- TEXTE EXTRAIT -
········

Les petites IA, modèles à petite échelle et hautement spécialisés

Les « petites IA », des modèles à petite échelle et hautement spécialisés
Les « petites IA », des modèles à petite échelle et hautement spécialisés

L’intelligence artificielle (IA) a une portée mondiale, mais son impact est largement local.

Si les innovations révolutionnaires de l’IA — au sens large — émanent encore principalement d’une poignée de laboratoires puissants des pays les plus riches du monde, ses effets sociaux et économiques les plus marqués ne se feront pas sentir dans la Silicon Valley : ils se matérialiseront dans des villes comme Accra, Amman, Karachi, Lima, Lomé, Rabat, Vientiane ou Suva.

À cet égard, plusieurs sous-domaines de l’IA recèlent un gigantesque potentiel : la prédiction et la prise de décision, la vision artificielle et la détection, le traitement du langage naturel et la reconnaissance vocale, la robotique et l’automatisation, ou encore l’IA générative. Ils accélèrent les découvertes dans le domaine de la science du climat et transforment l’agriculture, la santé et l’éducation. Toutefois, leur impact dans les pays à revenu faible et intermédiaire dépend d’autre chose : la pertinence locale, les données locales et la capacité d’action locale.

········

- CONSIGNE ÉCRITE 1 -
Pouvez-vous dupliquer intégralement le texte sur les petites IA, sans y changer quoi que ce soit ?

- DONNÉES D'ENTRÉE -

········

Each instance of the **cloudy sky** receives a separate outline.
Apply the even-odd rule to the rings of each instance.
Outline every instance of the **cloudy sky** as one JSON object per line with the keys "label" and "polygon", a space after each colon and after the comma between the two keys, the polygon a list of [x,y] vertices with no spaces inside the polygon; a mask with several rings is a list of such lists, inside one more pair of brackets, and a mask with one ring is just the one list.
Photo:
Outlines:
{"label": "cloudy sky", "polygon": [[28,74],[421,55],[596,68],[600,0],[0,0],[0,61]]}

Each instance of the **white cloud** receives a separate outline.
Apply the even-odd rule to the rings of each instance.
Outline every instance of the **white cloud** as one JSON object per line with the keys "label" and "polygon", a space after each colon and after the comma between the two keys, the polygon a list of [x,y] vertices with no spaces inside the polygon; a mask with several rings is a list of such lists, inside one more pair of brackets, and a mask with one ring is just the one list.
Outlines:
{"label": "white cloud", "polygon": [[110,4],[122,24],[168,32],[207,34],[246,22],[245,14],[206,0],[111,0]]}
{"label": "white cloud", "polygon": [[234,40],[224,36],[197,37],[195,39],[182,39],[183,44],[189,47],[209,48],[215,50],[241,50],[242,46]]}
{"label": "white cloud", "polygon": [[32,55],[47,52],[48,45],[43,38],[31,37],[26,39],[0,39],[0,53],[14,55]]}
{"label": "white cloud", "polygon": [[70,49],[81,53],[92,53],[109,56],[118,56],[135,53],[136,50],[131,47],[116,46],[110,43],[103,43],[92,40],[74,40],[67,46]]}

········

- CONSIGNE ÉCRITE 2 -
Pouvez-vous trouver toutes les lignes contenant la chaîne « separate » et les recopier ? La casse compte.

- SOLUTION DU PROBLÈME 1 -
Les petites IA, modèles à petite échelle et hautement spécialisés

Les « petites IA », des modèles à petite échelle et hautement spécialisés
Les « petites IA », des modèles à petite échelle et hautement spécialisés

L’intelligence artificielle (IA) a une portée mondiale, mais son impact est largement local.

Si les innovations révolutionnaires de l’IA — au sens large — émanent encore principalement d’une poignée de laboratoires puissants des pays les plus riches du monde, ses effets sociaux et économiques les plus marqués ne se feront pas sentir dans la Silicon Valley : ils se matérialiseront dans des villes comme Accra, Amman, Karachi, Lima, Lomé, Rabat, Vientiane ou Suva.

À cet égard, plusieurs sous-domaines de l’IA recèlent un gigantesque potentiel : la prédiction et la prise de décision, la vision artificielle et la détection, le traitement du langage naturel et la reconnaissance vocale, la robotique et l’automatisation, ou encore l’IA générative. Ils accélèrent les découvertes dans le domaine de la science du climat et transforment l’agriculture, la santé et l’éducation. Toutefois, leur impact dans les pays à revenu faible et intermédiaire dépend d’autre chose : la pertinence locale, les données locales et la capacité d’action locale.

- SOLUTION DU PROBLÈME 2 -
Each instance of the **cloudy sky** receives a separate outline.
Each instance of the **white cloud** receives a separate outline.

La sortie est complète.